What is being asked
Reproduce the entries below, replacing every occurrence of "Mark all instances" with "Outline every instance" and changing nothing else.

[Stored records]
▼▼▼

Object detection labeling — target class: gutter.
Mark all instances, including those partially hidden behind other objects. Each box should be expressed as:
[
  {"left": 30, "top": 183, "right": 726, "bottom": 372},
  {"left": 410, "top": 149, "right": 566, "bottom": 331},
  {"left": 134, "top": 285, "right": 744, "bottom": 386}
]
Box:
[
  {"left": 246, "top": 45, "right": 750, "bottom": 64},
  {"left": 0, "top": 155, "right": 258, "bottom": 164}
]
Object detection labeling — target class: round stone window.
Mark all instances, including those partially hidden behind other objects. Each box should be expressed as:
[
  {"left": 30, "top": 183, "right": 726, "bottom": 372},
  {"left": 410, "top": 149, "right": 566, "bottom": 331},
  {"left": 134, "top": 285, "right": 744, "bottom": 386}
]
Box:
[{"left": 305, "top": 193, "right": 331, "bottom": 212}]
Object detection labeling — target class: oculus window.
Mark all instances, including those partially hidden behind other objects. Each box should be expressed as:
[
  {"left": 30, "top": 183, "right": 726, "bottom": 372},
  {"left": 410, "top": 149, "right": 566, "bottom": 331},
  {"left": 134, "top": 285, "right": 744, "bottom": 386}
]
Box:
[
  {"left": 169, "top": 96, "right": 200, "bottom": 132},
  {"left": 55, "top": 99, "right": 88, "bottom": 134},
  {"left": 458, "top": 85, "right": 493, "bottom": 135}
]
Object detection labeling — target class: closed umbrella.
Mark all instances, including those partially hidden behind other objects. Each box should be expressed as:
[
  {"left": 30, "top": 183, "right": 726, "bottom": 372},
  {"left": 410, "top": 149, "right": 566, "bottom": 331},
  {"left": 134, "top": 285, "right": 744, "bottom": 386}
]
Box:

▲▲▲

Task solution
Object detection labeling — target class: gutter.
Outline every instance, including those partially hidden behind other objects. Each box should be expressed as:
[
  {"left": 30, "top": 183, "right": 726, "bottom": 372},
  {"left": 410, "top": 149, "right": 566, "bottom": 331},
  {"left": 134, "top": 285, "right": 744, "bottom": 386}
]
Box:
[
  {"left": 246, "top": 45, "right": 750, "bottom": 64},
  {"left": 0, "top": 155, "right": 258, "bottom": 164}
]
Object detection labeling — target class: round stone window.
Outline every instance, including those partially hidden behind other objects. Each box should be expressed as:
[
  {"left": 30, "top": 183, "right": 726, "bottom": 372},
  {"left": 410, "top": 149, "right": 566, "bottom": 331},
  {"left": 134, "top": 285, "right": 744, "bottom": 386}
]
Box:
[{"left": 305, "top": 193, "right": 331, "bottom": 212}]
Object detection labeling — target class: oculus window.
Outline every instance, including those partially hidden behind other objects. Each box should be expressed as:
[
  {"left": 30, "top": 183, "right": 726, "bottom": 372},
  {"left": 410, "top": 149, "right": 566, "bottom": 331},
  {"left": 134, "top": 285, "right": 744, "bottom": 386}
]
Box:
[
  {"left": 169, "top": 96, "right": 200, "bottom": 132},
  {"left": 55, "top": 99, "right": 88, "bottom": 134},
  {"left": 458, "top": 85, "right": 493, "bottom": 135}
]
Object detection labeling — target class: closed umbrella.
Outline every instance, including those partially hidden behind other objects. Each box should be expressed as:
[
  {"left": 30, "top": 183, "right": 726, "bottom": 372},
  {"left": 410, "top": 149, "right": 566, "bottom": 331},
  {"left": 134, "top": 285, "right": 744, "bottom": 386}
]
Box:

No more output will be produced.